PÁGINA =>
....
No hace mucho tiempo que fui un niño. Recuerdo perfectamente cuando una vez al año el circo llegaba a mi pueblo. Por entonces venían con animales exóticos, y en sus carteles anunciaban con palabras exageradas las maravillas que podíamos encontrar. A mí me encantaba, pues era como viajar a otra parte totalmente distinta del mundo, y todavía tengo guardadas las fotografías con elefantes, tigres, payasos y trapecistas.
Cuando crecí un poco más todos los chicos del pueblo tuvimos la fiebre del “pressing catch”, y aunque sabíamos que todo era puro teatro nos gastábamos el dinero del fin de semana en sus cromos, sus figuras y su ropa. Incluso alguno acabó con algo más que un moratón imitando los movimientos de lucha en el patio de cemento del colegio.
Ahora me da por el cine, y como el personaje de Mia Farrow en “La Rosa Púrpura del Cairo” la mayoría recurrimos a él para escapar de nuestras vidas. Uno se siente cómodo cuando se sienta en la butaca sabiendo que se encontrará con personas conocidas y otras desconocidas que durante 120 minutos le sumergirán en otro espacio, otra vida y otras circunstancias. El problema viene cuando uno llega a casa y al querer ponerse al día con el mundo real le entra la sensación de que todavía no ha salido de esa sala oscura.
Vivimos toda nuestra vida rodeados de historias que nos hagan sentir emociones y la política de nuestro tiempo no es una excepción. Igual que en el cine uno puede elegir entre el wéstern o la ciencia ficción ahora en unas elecciones también puedes elegir la visión de la realidad que a ti más te guste. Es por eso que viví las últimas celebradas en nuestro país como un miércoles del “día del espectador”.
....
Registros:

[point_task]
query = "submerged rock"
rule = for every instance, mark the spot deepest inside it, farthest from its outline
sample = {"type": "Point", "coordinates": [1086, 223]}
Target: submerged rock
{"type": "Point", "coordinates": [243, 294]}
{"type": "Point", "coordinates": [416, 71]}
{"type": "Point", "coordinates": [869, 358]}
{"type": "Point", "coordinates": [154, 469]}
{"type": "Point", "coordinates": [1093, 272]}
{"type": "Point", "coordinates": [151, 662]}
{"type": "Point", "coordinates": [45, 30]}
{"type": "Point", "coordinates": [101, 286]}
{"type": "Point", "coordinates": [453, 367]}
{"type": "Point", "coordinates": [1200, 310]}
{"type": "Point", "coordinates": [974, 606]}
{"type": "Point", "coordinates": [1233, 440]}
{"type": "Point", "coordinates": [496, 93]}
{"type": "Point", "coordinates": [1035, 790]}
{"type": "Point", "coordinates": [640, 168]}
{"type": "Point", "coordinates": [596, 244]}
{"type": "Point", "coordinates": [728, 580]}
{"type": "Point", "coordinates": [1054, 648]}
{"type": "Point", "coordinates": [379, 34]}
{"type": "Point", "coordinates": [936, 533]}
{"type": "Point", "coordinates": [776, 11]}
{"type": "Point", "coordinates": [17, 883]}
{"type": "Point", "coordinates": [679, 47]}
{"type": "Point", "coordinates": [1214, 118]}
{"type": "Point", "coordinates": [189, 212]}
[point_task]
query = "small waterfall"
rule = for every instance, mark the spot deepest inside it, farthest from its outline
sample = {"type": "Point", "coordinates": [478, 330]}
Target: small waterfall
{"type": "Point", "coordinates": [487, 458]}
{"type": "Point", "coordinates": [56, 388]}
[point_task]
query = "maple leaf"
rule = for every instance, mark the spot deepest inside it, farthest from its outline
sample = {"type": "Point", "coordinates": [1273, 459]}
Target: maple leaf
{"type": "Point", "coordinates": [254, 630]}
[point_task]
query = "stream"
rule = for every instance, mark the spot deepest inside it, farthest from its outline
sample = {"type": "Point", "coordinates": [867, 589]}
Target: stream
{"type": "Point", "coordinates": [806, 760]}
....
TAREA PLANTEADA A => Cuenta en cuántas líneas de los registros aparece la palabra "Target". Responde únicamente con el número.
TAREA PLANTEADA B => Continúa el texto sobre el circo, el cine y la política a partir de su última frase.
Los registros no tienen ninguna relación con el texto sobre el circo, el cine y la política.

RESPUESTA A => 4

RESPUESTA B =>
Como si un juego de “construye tu propia aventura” los partidos políticos nos venden todos los días, en una campaña electoral de acoso y derribo constante, visiones de un mismo país que entre sí no tienen nada en común. El país se levanta en el progreso o en la más horrible de las distopías en función del día de la semana. Las victorias en el Congreso parecen sacadas de epopeyas clásicas y el rival, cuanto más villano parezca, mejor para una buena historia. Desgraciadamente yo todo eso prefiero que me lo cuente Stanley Kubrick.
Hay estudios que concluyen que las opiniones en épocas de cambio e incertidumbre se basan más en emociones que en factores racionales. De forma inteligente los partidos han prestado atención y ahora toman sus decisiones en base a satisfacer dichas emociones, con grandes resultados para aquellos que mejor saben vender los términos más sentimentales, por muchas leyes y principios democráticos que puedan retorcer. Siempre al gusto del espectador.
Sin embargo, estas decisiones han sido a lo largo de la historia el punto de partida de problemas mayores. No consigo oír entre los gritos unas voces capaces de cimentar algo que perdure. Las leyes que hoy en día se tramitan en nuestras Cámaras parecen más “política” que “ley”, y cuando eso ocurre tenemos leyes tan cortas como ineficaces. Lo que ahora pueda construirse tiene en la acera de frente un cartel firmado por la oposición en el que se lee: “tranquilos, nosotros lo tiraremos abajo”.
Al final, toda esta situación provoca en mí un pesimismo que sé que sufren muchos jóvenes como yo. Sin ninguna certeza de cómo será el mundo que se nos viene encima, da la sensación de que los retos a los que nos enfrentamos como sociedad son mayores que aquellos que podemos llegar a superar. No estoy solo, pues la sociedad española es la sexta del mundo y la tercera de Europa más pesimista, por detrás de Líbano, Hong Kong, Italia, Bosnia y Tailandia. Es la conclusión de la encuesta anual que realiza la red internacional de investigación de mercado Gallup International[1].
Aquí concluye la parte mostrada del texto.